---------- SOURCE PASSAGE ----------
Advent of Code 2023 - Day 3
December 3, 2023 (Last modified Sat Jan 6 01:01 -0500)Well, here we are, the first grid-based puzzle of 2023. Luckily I’ve been working on a nice set of helper functions for these sorts of puzzles, so that took care of a lot of the work I’d otherwise have to repeat today (although I may have forgotten how it worked a bit and wasted a good 10 or 20 minutes debugging for nothing, oh well).
Click here to see my source code for this day’s problem.
If you haven’t solved today or any day’s puzzle yet yourself, there’s bound to be spoilers in these writeups.
The Grid Helper Function
Before I get into the puzzle itself, I should probably briefly cover my helper functions for grid puzzles. They’re adapted from code posted to the /r/AdventofCode subreddit by /u/TheRestIsCommentary, with plenty of additions along the way, as well as a variant for 3D grids (we’ll be seeing those soon enough, I’m sure…).
---------- STUDY MATERIAL ----------
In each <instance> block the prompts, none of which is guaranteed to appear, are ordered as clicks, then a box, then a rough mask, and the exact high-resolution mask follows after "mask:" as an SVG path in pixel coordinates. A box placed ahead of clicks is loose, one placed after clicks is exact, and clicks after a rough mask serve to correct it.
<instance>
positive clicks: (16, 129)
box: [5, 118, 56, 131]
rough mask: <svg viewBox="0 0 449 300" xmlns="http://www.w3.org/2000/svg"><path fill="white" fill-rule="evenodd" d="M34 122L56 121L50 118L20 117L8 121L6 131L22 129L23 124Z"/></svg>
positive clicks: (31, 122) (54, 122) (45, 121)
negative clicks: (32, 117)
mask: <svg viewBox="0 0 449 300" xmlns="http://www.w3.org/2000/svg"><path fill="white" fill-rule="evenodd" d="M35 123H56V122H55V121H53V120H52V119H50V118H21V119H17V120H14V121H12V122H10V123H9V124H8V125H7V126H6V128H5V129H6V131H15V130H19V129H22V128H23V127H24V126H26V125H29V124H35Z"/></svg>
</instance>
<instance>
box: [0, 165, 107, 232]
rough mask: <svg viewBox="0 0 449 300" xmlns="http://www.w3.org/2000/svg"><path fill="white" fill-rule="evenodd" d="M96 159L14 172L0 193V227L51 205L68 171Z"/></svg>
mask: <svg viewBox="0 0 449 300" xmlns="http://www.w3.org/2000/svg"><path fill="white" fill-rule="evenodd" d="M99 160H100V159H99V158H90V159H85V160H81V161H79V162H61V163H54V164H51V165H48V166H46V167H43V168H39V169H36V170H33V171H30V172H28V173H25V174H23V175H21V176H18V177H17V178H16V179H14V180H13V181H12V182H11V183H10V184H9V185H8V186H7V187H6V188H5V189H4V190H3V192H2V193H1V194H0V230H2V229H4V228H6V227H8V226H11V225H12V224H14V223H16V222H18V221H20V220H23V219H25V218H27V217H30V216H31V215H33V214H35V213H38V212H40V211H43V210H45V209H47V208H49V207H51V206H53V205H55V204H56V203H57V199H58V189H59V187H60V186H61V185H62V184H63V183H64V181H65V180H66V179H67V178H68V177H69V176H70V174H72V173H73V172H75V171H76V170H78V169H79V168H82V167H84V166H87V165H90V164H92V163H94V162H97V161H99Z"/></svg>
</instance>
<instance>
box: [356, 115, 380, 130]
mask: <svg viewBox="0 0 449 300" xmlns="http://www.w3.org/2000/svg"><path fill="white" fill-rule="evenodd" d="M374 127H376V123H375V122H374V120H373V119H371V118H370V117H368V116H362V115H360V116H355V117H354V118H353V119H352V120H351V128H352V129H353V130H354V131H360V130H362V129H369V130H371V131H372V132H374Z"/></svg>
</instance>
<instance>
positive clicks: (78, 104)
----------
AIM OF THE EXERCISE:
Reproduce the Advent of Code 2023 Day 3 writeup word for word, from "Click here to" through "in these writeups.", inclusive.

RESPONSE BOX:
Click here to see my source code for this day’s problem.
If you haven’t solved today or any day’s puzzle yet yourself, there’s bound to be spoilers in these writeups.